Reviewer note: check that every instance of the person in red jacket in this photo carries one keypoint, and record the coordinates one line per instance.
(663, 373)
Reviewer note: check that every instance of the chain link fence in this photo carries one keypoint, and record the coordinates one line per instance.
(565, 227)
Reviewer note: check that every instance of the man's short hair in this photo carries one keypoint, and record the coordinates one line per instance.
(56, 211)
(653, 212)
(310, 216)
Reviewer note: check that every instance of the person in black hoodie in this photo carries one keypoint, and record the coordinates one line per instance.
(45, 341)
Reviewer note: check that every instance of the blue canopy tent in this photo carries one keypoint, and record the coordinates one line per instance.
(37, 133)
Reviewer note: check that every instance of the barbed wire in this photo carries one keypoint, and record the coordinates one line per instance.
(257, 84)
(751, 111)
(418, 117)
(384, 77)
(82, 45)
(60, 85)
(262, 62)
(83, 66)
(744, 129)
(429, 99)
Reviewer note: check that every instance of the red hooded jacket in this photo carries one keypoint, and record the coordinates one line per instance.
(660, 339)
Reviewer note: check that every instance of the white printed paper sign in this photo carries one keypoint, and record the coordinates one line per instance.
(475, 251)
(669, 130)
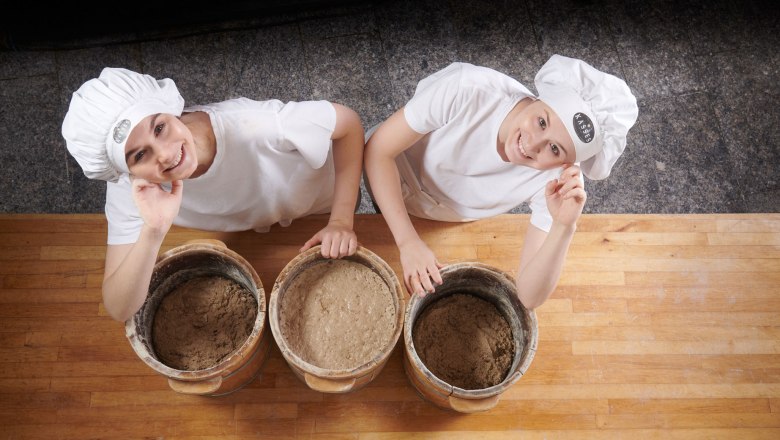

Short problem
Rewrite all the entries above as a numbered list, one line per item, with blank lines dropped and the picture left out.

Solution to this problem
1. Reviewer note: check that every instance of the person in red jacket in this photo carries one keypoint, and record the coordinates one line per instance.
2. (663, 373)
3. Reviewer note: check that every instance of the chain link fence in this photo carries one keypoint, and record the coordinates one line per instance.
4. (565, 227)
5. Reviewer note: check that every instance of the man's short hair in this photo carries one keypoint, and record the coordinates one line per instance.
6. (56, 211)
7. (653, 212)
8. (310, 216)
9. Reviewer note: check that every instance of the person in black hoodie in this photo carries one keypoint, and record the coordinates one line per instance.
10. (45, 341)
11. Reviewer note: check that every instance of the blue canopy tent in this photo carries one keypoint, and record the coordinates one line per instance.
12. (37, 133)
13. Reviewer note: check that every instance of the barbed wire in this photo carries one keypoint, and record the coordinates one line per instance.
14. (257, 84)
15. (751, 111)
16. (418, 117)
17. (384, 77)
18. (82, 45)
19. (60, 85)
20. (262, 62)
21. (83, 66)
22. (744, 129)
23. (429, 99)
24. Reviewer note: check that every instance of the red hooded jacket in this photo carries one keypoint, and record the coordinates one line per instance.
25. (660, 339)
26. Reviewer note: check that every instance of the white printed paper sign in this photo carries one keypoint, and record the coordinates one line per instance.
27. (475, 251)
28. (669, 130)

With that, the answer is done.